:: Extract ::

The Vivo Y300 is an Android-based mid-range smartphone developed and manufactured by Vivo. It is part of the company's Y series lineup, positioned as an affordable 5G-enabled device with balanced specifications targeting general consumers.

==Design and Display==
The Vivo Y300 features a sleek design with an AMOLED display measuring approximately 6.67 inches, offering a Full HD+ resolution and a 120 Hz refresh rate for smoother motion on screen. The device includes an in-display optical fingerprint sensor for biometric authentication. The display supports high brightness levels for improved visibility in various lighting conditions.

==Specifications==
===Hardware===
The Y300 is powered by a Qualcomm Snapdragon 4 Gen 2 processor paired with up to 8 GB of RAM and up to 256 GB of internal storage. The chipset provides balanced performance for daily tasks, multitasking, and light gaming.

:: Required tasks ::
1 - From the Vivo Y300 article, echo everything from "The Vivo Y300 is" down to "and light gaming.".
2 - According to the Vivo Y300 article, which processor powers the phone?
3 - Go on with the Vivo Y300 article, picking up right after its final sentence.

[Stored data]
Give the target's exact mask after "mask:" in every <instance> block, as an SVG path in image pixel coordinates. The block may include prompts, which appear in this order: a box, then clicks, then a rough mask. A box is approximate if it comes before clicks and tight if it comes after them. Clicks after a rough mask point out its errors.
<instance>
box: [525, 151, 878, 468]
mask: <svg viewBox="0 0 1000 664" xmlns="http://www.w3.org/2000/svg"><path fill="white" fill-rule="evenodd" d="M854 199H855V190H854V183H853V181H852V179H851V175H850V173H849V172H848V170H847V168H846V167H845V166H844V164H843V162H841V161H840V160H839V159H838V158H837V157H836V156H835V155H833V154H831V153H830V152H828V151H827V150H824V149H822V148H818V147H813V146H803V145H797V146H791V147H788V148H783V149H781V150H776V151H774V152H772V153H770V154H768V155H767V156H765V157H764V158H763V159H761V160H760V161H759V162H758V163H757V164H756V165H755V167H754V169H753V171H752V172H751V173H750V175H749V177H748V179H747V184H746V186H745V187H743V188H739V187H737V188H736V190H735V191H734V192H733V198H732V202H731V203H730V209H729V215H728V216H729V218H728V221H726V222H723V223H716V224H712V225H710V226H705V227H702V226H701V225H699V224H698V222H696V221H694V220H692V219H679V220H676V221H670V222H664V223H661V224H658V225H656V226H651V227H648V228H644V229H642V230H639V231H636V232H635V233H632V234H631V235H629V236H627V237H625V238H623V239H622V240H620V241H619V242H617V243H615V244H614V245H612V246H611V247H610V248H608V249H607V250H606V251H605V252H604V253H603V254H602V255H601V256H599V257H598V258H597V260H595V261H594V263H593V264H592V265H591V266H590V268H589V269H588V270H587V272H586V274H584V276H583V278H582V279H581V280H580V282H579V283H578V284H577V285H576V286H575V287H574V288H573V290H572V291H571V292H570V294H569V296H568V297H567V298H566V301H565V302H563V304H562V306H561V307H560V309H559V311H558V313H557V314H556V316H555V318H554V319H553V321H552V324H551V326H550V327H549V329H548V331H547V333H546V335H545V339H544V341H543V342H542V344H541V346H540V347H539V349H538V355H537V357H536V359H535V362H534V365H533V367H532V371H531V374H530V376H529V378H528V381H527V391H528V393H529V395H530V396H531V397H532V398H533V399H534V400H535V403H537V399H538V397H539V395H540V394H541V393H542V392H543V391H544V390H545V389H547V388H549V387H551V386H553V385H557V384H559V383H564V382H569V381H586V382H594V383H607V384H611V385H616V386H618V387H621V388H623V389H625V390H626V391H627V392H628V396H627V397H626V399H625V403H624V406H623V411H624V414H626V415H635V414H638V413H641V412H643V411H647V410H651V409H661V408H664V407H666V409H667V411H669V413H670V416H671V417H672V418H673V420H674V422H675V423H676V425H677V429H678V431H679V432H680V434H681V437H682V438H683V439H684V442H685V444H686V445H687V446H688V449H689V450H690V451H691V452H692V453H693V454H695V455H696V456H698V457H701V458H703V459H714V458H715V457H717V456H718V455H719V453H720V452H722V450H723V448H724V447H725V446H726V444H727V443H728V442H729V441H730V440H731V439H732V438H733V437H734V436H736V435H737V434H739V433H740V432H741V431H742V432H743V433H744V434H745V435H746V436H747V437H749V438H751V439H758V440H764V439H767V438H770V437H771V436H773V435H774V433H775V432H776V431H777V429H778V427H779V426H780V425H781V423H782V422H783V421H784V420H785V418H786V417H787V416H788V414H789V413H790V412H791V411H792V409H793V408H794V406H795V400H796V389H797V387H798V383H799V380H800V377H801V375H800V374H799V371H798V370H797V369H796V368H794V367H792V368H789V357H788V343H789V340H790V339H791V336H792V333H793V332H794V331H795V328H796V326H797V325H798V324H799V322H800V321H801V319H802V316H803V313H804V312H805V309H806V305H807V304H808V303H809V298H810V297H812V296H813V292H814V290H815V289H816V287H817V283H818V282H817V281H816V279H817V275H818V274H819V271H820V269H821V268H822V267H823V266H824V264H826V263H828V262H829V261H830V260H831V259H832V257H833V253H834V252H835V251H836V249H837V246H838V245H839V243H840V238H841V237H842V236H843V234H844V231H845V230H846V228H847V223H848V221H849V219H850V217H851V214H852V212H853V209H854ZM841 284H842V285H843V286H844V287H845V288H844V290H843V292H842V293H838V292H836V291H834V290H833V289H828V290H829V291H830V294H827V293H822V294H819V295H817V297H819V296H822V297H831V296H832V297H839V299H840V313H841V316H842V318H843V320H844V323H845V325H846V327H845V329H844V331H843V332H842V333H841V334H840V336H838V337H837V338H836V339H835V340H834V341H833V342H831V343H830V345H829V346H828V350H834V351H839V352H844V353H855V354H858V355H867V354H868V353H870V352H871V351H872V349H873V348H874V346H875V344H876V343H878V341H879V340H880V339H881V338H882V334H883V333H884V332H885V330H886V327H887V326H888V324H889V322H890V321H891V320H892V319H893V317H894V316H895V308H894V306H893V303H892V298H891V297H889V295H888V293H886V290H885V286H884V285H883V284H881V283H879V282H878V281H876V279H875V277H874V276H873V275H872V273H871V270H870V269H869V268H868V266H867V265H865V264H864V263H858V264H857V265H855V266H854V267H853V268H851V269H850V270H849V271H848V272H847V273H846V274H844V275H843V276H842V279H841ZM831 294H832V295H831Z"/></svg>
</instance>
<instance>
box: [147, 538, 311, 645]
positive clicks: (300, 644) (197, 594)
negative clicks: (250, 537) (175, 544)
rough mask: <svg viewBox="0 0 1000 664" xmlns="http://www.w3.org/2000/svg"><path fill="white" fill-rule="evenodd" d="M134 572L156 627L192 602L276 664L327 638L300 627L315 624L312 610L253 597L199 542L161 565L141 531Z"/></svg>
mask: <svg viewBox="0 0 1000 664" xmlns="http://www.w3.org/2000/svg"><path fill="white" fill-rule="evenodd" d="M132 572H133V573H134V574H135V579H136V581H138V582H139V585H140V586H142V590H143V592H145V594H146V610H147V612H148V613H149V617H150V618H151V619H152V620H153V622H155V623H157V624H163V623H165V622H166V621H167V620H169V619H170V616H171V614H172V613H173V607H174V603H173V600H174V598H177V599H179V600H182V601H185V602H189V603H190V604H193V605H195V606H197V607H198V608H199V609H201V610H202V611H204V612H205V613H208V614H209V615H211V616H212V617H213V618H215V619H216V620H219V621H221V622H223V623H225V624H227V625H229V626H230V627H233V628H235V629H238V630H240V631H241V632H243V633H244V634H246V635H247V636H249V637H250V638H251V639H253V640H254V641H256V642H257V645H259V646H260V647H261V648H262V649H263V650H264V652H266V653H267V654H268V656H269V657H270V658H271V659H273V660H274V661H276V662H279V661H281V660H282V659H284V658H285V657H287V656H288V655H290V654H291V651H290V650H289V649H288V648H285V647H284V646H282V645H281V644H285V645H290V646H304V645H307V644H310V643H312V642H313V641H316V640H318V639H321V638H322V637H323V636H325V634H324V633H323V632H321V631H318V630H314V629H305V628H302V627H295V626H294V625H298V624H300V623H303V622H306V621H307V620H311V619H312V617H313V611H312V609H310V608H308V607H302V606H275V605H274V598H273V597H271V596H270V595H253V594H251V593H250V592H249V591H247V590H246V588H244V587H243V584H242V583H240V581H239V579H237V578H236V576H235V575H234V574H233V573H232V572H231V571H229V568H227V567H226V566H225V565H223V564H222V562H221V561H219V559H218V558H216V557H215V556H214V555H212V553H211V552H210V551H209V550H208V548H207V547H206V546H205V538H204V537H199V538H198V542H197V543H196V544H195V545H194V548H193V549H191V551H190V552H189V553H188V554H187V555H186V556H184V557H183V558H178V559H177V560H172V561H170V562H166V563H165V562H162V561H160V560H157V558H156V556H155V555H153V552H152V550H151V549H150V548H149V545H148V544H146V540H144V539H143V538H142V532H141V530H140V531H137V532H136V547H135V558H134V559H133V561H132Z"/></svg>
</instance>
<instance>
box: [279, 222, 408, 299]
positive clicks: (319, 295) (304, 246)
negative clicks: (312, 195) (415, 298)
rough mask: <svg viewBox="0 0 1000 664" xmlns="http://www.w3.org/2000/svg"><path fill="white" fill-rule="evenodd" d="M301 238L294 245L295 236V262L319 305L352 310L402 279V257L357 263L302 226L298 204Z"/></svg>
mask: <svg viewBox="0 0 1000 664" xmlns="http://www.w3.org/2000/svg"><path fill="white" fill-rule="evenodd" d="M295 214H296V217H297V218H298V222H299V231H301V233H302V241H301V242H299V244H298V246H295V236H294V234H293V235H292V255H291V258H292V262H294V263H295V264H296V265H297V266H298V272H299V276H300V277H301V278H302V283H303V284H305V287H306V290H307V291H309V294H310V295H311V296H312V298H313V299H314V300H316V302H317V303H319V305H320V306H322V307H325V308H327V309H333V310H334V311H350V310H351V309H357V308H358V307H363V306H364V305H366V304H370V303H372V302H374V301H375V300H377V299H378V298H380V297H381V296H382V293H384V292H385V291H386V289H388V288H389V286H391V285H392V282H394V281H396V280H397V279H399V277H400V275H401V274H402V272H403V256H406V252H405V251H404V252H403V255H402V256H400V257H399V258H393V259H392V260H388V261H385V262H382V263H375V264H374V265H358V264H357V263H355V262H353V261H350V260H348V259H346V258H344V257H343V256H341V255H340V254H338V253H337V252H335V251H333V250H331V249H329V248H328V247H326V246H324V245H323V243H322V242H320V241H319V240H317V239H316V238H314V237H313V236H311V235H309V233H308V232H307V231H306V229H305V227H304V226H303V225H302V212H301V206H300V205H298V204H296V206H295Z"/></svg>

:: Answers given ::
1 -
The Vivo Y300 is an Android-based mid-range smartphone developed and manufactured by Vivo. It is part of the company's Y series lineup, positioned as an affordable 5G-enabled device with balanced specifications targeting general consumers.

==Design and Display==
The Vivo Y300 features a sleek design with an AMOLED display measuring approximately 6.67 inches, offering a Full HD+ resolution and a 120 Hz refresh rate for smoother motion on screen. The device includes an in-display optical fingerprint sensor for biometric authentication. The display supports high brightness levels for improved visibility in various lighting conditions.

==Specifications==
===Hardware===
The Y300 is powered by a Qualcomm Snapdragon 4 Gen 2 processor paired with up to 8 GB of RAM and up to 256 GB of internal storage. The chipset provides balanced performance for daily tasks, multitasking, and light gaming.

2 - A Qualcomm Snapdragon 4 Gen 2 processor powers the Vivo Y300.

3 -
===Cameras===
The smartphone is equipped with a dual-rear camera system, consisting of a 50 megapixel primary sensor and a 2 megapixel depth sensor. On the front, it has a 32 megapixel selfie camera. The camera setup supports standard photography and video recording functions.

===Software===
The Vivo Y300 runs on Android with Vivo's custom user interface. The software includes typical features for customization, connectivity, and device management.